TASK OBJECTIVE: Please rewrite the stretch of records from the line containing "of the dusk" through the end of the records, replacing "wooden beam" with "timber beam" and keeping everything else unchanged. Leave the pictures out of the answer.

Some records:
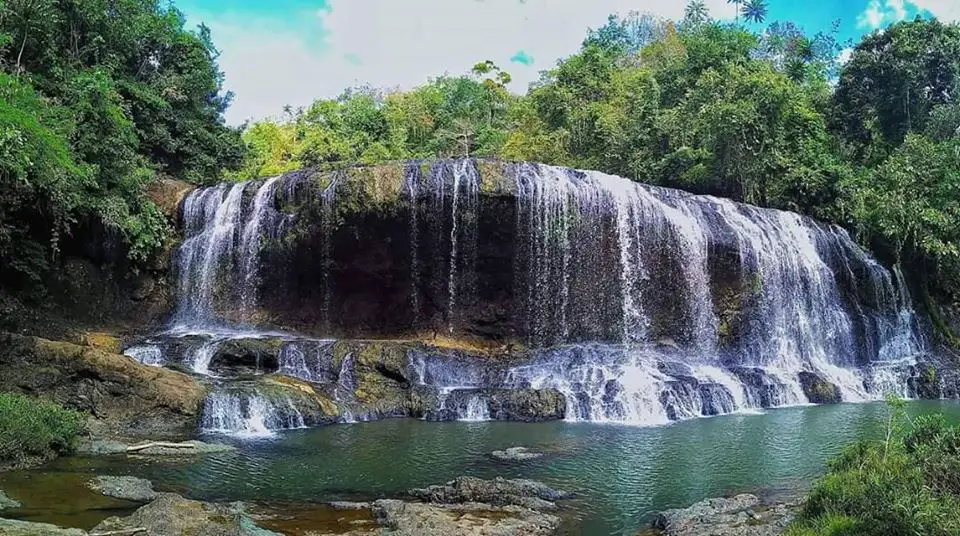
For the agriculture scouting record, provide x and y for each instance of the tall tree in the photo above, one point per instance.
(736, 7)
(893, 80)
(696, 12)
(755, 11)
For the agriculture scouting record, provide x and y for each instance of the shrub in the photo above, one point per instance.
(908, 483)
(31, 429)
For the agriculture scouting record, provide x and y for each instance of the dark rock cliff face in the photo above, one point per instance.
(505, 252)
(635, 303)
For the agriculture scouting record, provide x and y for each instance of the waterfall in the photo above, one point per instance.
(219, 257)
(248, 415)
(462, 236)
(640, 304)
(250, 248)
(203, 355)
(147, 354)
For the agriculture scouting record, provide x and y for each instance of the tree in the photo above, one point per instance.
(754, 10)
(696, 12)
(736, 8)
(893, 81)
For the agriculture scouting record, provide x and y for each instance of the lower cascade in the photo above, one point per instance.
(535, 293)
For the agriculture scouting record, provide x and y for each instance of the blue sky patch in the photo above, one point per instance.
(522, 58)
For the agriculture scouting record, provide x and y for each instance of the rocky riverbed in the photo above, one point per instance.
(465, 506)
(741, 515)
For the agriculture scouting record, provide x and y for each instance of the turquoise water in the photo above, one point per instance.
(622, 475)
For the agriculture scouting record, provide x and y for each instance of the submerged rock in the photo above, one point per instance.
(742, 515)
(523, 405)
(123, 395)
(818, 390)
(124, 487)
(100, 447)
(12, 527)
(497, 492)
(401, 518)
(516, 454)
(7, 503)
(172, 515)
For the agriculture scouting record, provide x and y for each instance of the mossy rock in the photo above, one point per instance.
(103, 341)
(494, 178)
(818, 390)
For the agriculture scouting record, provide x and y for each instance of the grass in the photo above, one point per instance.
(907, 483)
(32, 429)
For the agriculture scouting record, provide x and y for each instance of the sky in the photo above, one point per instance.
(280, 52)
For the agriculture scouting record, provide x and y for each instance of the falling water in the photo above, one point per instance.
(147, 354)
(620, 288)
(250, 246)
(248, 415)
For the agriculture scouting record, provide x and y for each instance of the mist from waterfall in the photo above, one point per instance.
(630, 294)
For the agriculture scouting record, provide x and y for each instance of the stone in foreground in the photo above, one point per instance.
(172, 515)
(742, 515)
(399, 518)
(12, 527)
(497, 492)
(516, 454)
(124, 487)
(7, 503)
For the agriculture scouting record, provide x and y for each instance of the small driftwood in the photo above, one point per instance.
(124, 532)
(138, 448)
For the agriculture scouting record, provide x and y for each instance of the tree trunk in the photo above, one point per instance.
(22, 46)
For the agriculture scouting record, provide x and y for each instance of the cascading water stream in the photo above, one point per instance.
(646, 305)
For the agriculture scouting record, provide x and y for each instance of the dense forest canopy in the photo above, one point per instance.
(100, 97)
(97, 98)
(771, 119)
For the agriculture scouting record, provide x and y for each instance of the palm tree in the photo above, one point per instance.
(736, 5)
(755, 10)
(696, 12)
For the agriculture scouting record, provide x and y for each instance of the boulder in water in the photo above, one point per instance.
(172, 515)
(13, 527)
(742, 515)
(516, 454)
(818, 389)
(418, 519)
(7, 503)
(120, 393)
(497, 492)
(523, 405)
(124, 487)
(105, 447)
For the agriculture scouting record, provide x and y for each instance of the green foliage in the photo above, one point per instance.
(906, 484)
(31, 428)
(96, 97)
(893, 81)
(709, 107)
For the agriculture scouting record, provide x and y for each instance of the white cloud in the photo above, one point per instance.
(387, 43)
(881, 13)
(844, 55)
(947, 10)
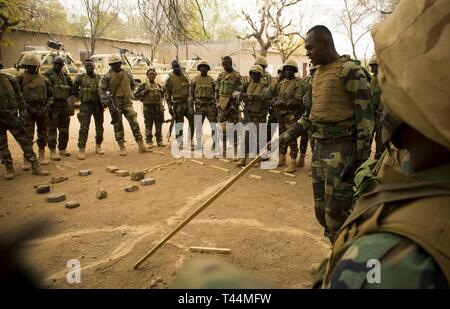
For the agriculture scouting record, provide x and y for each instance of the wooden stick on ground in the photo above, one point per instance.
(199, 210)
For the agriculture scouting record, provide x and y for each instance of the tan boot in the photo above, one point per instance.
(26, 166)
(10, 171)
(291, 166)
(81, 154)
(122, 151)
(37, 169)
(281, 160)
(142, 147)
(53, 155)
(99, 150)
(301, 160)
(42, 159)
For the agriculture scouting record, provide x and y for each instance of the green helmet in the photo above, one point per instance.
(115, 59)
(59, 59)
(291, 63)
(262, 61)
(31, 60)
(256, 68)
(203, 62)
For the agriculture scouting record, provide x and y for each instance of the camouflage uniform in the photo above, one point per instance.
(203, 99)
(342, 129)
(38, 95)
(86, 88)
(11, 100)
(177, 96)
(121, 86)
(59, 118)
(152, 95)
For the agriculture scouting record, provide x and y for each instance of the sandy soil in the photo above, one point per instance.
(268, 225)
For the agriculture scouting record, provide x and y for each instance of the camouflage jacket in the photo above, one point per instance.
(360, 125)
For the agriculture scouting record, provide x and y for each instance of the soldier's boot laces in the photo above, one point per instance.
(53, 155)
(37, 169)
(10, 171)
(301, 160)
(81, 154)
(291, 166)
(99, 150)
(142, 147)
(42, 159)
(26, 166)
(122, 150)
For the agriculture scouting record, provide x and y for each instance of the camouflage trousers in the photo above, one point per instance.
(207, 110)
(15, 126)
(126, 107)
(333, 198)
(153, 115)
(59, 121)
(88, 109)
(181, 110)
(40, 122)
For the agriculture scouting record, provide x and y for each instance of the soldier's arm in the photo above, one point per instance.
(359, 93)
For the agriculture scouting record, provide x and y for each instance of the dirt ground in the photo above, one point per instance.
(268, 225)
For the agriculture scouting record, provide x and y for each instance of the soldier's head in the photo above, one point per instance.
(176, 67)
(227, 63)
(404, 60)
(151, 74)
(319, 45)
(58, 63)
(89, 66)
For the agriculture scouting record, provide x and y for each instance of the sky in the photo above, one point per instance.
(314, 12)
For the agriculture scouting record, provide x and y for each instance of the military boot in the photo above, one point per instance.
(26, 166)
(301, 160)
(142, 147)
(81, 154)
(291, 166)
(37, 169)
(53, 155)
(122, 151)
(10, 171)
(42, 159)
(99, 150)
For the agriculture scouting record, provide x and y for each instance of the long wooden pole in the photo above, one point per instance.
(199, 210)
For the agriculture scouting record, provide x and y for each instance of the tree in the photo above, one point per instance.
(271, 24)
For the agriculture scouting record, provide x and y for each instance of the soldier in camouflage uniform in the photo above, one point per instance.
(203, 88)
(177, 98)
(11, 101)
(59, 118)
(377, 106)
(287, 105)
(227, 106)
(341, 122)
(118, 85)
(85, 87)
(38, 95)
(255, 95)
(404, 222)
(151, 94)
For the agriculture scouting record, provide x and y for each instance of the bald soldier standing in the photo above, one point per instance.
(341, 122)
(404, 223)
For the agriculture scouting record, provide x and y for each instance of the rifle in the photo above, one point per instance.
(115, 112)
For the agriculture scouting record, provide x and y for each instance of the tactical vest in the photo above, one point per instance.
(204, 87)
(154, 94)
(34, 88)
(8, 99)
(180, 86)
(417, 210)
(89, 88)
(119, 84)
(330, 102)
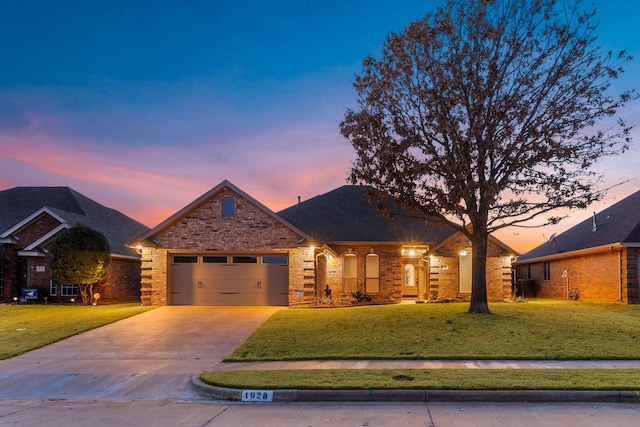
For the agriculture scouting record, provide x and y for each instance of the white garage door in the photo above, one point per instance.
(229, 279)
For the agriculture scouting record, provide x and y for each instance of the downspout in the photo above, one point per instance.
(619, 251)
(620, 275)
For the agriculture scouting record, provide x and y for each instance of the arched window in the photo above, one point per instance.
(350, 273)
(372, 273)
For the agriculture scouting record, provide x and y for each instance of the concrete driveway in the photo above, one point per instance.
(149, 356)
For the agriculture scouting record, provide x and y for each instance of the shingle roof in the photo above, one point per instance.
(347, 214)
(619, 223)
(16, 204)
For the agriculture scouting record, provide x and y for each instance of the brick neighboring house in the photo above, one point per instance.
(32, 217)
(226, 248)
(597, 260)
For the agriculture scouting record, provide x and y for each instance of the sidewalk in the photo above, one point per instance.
(622, 396)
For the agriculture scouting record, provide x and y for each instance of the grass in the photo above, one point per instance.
(538, 329)
(429, 379)
(26, 327)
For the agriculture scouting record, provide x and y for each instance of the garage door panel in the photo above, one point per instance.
(217, 283)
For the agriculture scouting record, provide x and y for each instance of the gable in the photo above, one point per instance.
(202, 226)
(21, 205)
(618, 224)
(35, 228)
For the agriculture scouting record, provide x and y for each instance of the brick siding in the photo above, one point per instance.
(608, 276)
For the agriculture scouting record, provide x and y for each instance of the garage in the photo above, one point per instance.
(229, 279)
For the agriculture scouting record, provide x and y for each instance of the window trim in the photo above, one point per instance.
(68, 290)
(226, 207)
(546, 271)
(352, 286)
(372, 278)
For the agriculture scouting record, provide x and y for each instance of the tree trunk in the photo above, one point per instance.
(479, 303)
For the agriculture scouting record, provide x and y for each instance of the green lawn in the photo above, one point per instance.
(429, 379)
(538, 329)
(25, 327)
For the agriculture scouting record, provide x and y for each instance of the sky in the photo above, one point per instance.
(143, 106)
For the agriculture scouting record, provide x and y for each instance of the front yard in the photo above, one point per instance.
(25, 327)
(538, 329)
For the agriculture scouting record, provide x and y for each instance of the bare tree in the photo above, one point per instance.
(483, 114)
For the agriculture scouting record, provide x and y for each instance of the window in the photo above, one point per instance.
(228, 207)
(350, 273)
(214, 259)
(274, 259)
(180, 259)
(372, 273)
(547, 270)
(245, 259)
(69, 290)
(409, 275)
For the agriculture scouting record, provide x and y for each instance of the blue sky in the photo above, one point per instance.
(143, 106)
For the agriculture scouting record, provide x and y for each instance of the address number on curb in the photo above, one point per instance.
(257, 396)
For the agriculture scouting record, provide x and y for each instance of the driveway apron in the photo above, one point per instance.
(149, 356)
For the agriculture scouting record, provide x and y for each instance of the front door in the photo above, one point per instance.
(410, 286)
(465, 271)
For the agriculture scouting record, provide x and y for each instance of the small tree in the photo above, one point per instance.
(80, 256)
(482, 115)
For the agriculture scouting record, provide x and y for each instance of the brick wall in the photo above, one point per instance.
(445, 273)
(122, 283)
(608, 276)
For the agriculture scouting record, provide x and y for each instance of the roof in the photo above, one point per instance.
(348, 214)
(618, 224)
(149, 235)
(17, 204)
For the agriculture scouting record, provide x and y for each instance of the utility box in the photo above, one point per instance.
(526, 288)
(30, 294)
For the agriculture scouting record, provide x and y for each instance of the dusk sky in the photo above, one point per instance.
(144, 106)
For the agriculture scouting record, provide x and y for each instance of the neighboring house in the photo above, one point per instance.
(596, 260)
(226, 248)
(32, 217)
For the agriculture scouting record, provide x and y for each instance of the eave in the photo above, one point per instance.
(611, 247)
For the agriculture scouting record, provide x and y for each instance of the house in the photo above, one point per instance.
(32, 217)
(596, 260)
(226, 248)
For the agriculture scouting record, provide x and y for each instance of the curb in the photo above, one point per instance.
(292, 395)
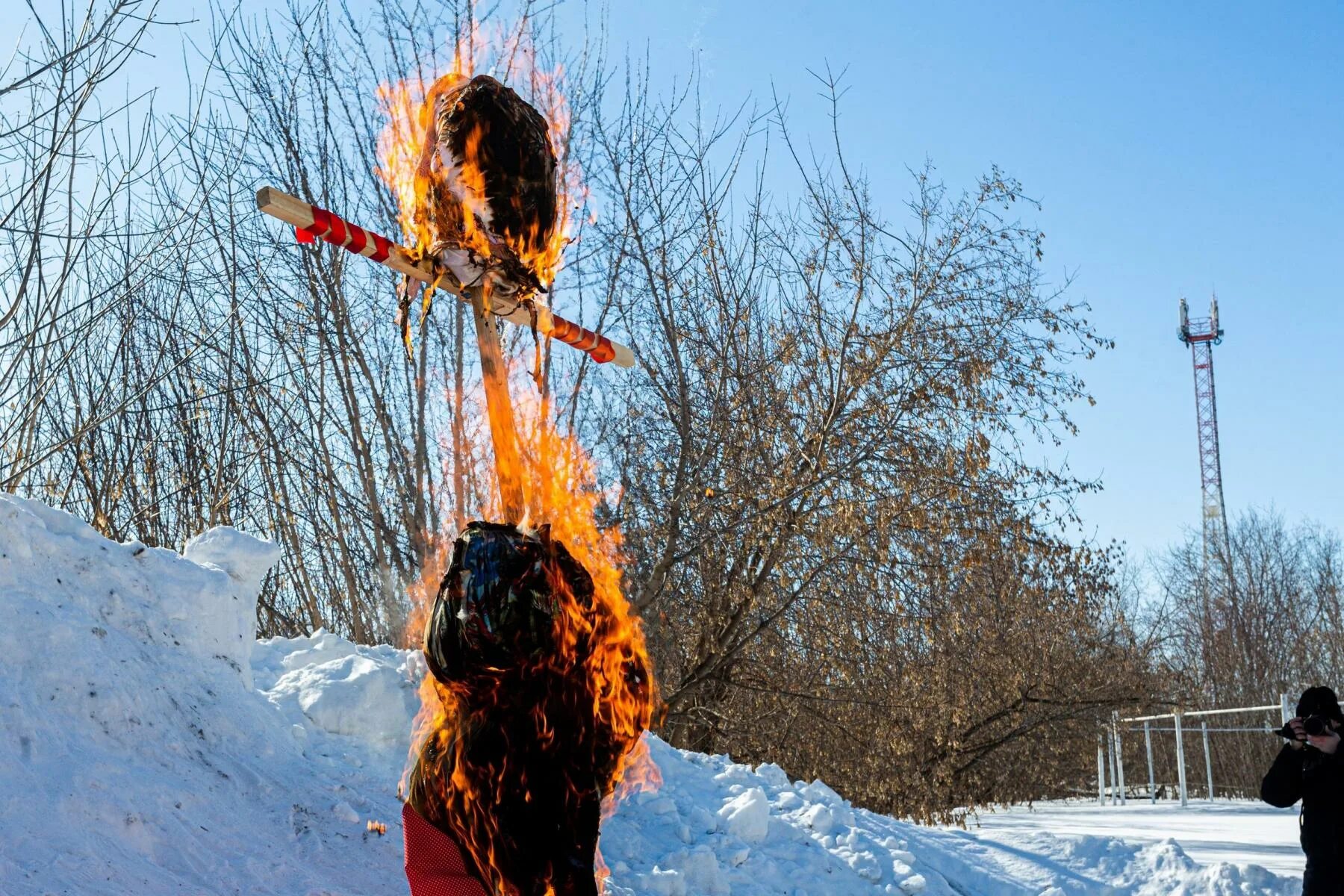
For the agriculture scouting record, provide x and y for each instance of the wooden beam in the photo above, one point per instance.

TASK OUTPUT:
For the agriculture scouting record, provide x and y for each instance of the dusk sky in the photo above, one point per instance.
(144, 106)
For the agriculture scouting record, provide x and y for each instance of the neighboring house in the photo above, one point per instance.
(596, 260)
(226, 248)
(32, 217)
For the agriculture scouting record, provide x and y for each instance of the eave in the photo above, one point per instance.
(611, 247)
For the agriculture scouting record, provide x and y for each instance of the house in the photo above, one point per instance.
(32, 217)
(596, 260)
(226, 248)
For the agriculture scouting record, provide x and y for each instance of the curb in the photo above, one point per instance.
(292, 395)
For the agriculture scouting record, provide x and y for each instance of the timber beam in the photo above, one point per instance.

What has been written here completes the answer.